Record extracts: Begin
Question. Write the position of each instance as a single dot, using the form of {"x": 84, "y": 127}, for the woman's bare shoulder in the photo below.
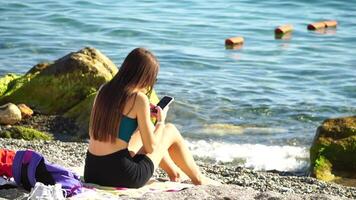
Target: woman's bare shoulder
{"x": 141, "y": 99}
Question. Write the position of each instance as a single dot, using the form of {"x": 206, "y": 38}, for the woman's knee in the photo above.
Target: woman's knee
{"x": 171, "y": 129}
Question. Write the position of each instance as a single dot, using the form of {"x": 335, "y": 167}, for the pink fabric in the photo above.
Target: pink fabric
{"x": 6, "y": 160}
Record extracts: End
Record extracts: Begin
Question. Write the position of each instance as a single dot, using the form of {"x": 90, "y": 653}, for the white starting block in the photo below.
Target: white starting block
Record extracts: End
* _Task brief_
For every line of the records that has the word "Write" in it, make a copy.

* _Expected output_
Question. Write the position of each instance as a single dot, using the form of {"x": 84, "y": 127}, for the woman's bare shoulder in the photo below.
Question. Write the position of each instance as a single dot, using the form of {"x": 206, "y": 38}, for the woman's knee in the photo above.
Question. Write the position of each instance as a single dot, using the form of {"x": 335, "y": 167}, for the pink fabric in the photo above.
Question. Write the position of each instance as a single dot, using the form of {"x": 90, "y": 653}, for the white starting block in the photo below.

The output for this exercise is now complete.